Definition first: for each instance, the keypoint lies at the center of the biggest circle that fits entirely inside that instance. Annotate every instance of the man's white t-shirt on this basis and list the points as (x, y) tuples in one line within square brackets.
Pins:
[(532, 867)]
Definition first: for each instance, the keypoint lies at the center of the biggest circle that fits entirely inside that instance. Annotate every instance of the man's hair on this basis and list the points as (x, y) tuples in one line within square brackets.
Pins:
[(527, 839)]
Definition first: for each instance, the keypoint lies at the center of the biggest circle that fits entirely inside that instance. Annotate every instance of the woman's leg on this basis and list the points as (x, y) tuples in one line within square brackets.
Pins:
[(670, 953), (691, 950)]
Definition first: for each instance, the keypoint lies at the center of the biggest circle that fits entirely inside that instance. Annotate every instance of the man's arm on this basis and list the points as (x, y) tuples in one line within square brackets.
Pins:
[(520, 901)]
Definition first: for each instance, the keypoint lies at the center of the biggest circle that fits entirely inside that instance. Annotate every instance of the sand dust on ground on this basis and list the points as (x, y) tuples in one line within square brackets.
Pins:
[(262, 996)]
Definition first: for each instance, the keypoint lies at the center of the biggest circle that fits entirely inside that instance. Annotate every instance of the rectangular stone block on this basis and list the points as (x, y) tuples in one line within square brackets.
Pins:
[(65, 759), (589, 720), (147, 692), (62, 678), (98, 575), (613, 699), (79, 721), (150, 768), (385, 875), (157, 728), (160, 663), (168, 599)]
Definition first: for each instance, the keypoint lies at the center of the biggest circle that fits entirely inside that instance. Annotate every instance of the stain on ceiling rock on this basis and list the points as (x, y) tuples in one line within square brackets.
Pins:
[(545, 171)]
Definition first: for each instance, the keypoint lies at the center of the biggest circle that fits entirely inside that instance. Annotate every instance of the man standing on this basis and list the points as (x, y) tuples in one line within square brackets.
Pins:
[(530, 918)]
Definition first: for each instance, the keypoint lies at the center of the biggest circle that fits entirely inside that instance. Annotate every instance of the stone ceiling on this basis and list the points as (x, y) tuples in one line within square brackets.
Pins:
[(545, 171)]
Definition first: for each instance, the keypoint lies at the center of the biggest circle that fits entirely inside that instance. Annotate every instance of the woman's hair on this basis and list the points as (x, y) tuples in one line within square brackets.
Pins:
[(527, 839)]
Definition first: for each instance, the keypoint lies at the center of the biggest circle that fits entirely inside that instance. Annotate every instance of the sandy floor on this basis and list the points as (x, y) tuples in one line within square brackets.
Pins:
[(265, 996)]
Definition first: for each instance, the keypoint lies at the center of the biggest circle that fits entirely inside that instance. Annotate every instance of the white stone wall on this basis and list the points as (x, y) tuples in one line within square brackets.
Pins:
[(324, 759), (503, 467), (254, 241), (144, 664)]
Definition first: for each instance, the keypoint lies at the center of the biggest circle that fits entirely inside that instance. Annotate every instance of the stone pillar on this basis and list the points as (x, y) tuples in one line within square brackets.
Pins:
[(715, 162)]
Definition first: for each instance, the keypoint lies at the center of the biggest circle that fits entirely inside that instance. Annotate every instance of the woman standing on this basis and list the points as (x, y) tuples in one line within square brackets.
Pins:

## Task brief:
Exact transcription of the listing is needed, with no line left out.

## Problem solution:
Definition first: for each instance, the keypoint lies at the center of the biggest circle that fits entirely inside that instance. Annotate every instance of the man's white t-shirt on this basis and list the points as (x, y) tuples in one line within square brackets.
Pins:
[(532, 867)]
Definition first: for each instance, the keypoint lies at the center of the biggest circle that fits entirely inside that instance. Annotate every instance of the man's hair on this basis and list the points as (x, y) tuples in one line within square brackets.
Pins:
[(527, 839)]
Definition first: for each instance, the keypoint lies at the center of the biggest circle that fits entirely inside that instance. Annotate every instance of the woman's leg on this basis and list the points as (x, y) tuples in one line within square brackets.
Pins:
[(670, 953), (691, 950)]
Definition first: for each instance, the keypoint lies at the center of the biggest circle that fits entirely inside that instance. Annotate every instance of the man's arm on this basis and list the points as (x, y) tuples in one line within square brackets.
Pins:
[(520, 901)]
Definition first: for each instance, the keypoint lies at the center of the biggest circle that fits entirely inside that instance. Annotate every instance of the sand dust on ground on this basis and list the points as (x, y) tuples in one line within square brackets.
Pins:
[(262, 996)]
Definition first: for each instance, the keypoint lies at the center of the biggest circle that fits entirely inside that instance. Annotate every instance of the rectangular stone block on this basis and list the points as (x, y) tuples in one line within square brackets.
Pins:
[(65, 759), (589, 720), (147, 692), (62, 678), (98, 575), (613, 699), (79, 721), (150, 768), (385, 875), (157, 728), (160, 663), (168, 599)]
Definition first: for each instance, the keypoint lies at the center of the biggest circle that fits entirely inside that instance. Annotate every instance of the stain on ceiling rock on this basis and list the points as (x, y) tuples in one line within square brackets.
Pins:
[(545, 171)]
Definition first: for each instance, the keypoint lies at the center of the biggest circle that fits entirely inside that instance. Annotate every instance of the man standing on this basis and list the points as (x, y) tuples in one line within square brackets.
Pins:
[(530, 918)]
Definition first: for each instance, the keypoint lies at the center of the biggest circle that fits entirely inside that instance. Annotate every instance of the stone ceiling on this basis and list the points as (x, y) tuples in one line within square brackets.
Pins:
[(545, 171)]
Definition first: for each instance, the keypoint lies at the center of the biggest circle that fits entirely inside that instance. Annotate every instance of the woman's hair on this basis and list the points as (x, y) tuples in one line within square brackets.
Pins:
[(527, 839)]
Definition first: for each instance, the keypoint lies at the center of the biggest circle that fits entirely inside that instance. Annotate every instance of the sandy floor on this basis and list the points as (x, y) tuples in one line within square brackets.
Pins:
[(265, 996)]
Definition first: for each instance, the keypoint lies at the center of the biggest circle that fits entirely inside that instance. Annotate every instance of the white stone wall on this basis and list the points as (x, y) tuples in one line within square brackets.
Pins:
[(324, 759), (503, 467), (254, 241), (144, 664)]
Definition first: for each instance, the keypoint lies at the center of the biggest circle that fits entirely inside that instance. Annotate every instance of the stone pillar on this basis and list the points as (x, y) tuples in one line within square brackets.
Pins:
[(715, 162)]
Definition first: for each instance, the keypoint lies at the center of the biggest circle that fits entirely inside that instance. Annotate every instance of the woman standing on this basis and list the points as (x, y) tuples in one line within square brackets.
Pins:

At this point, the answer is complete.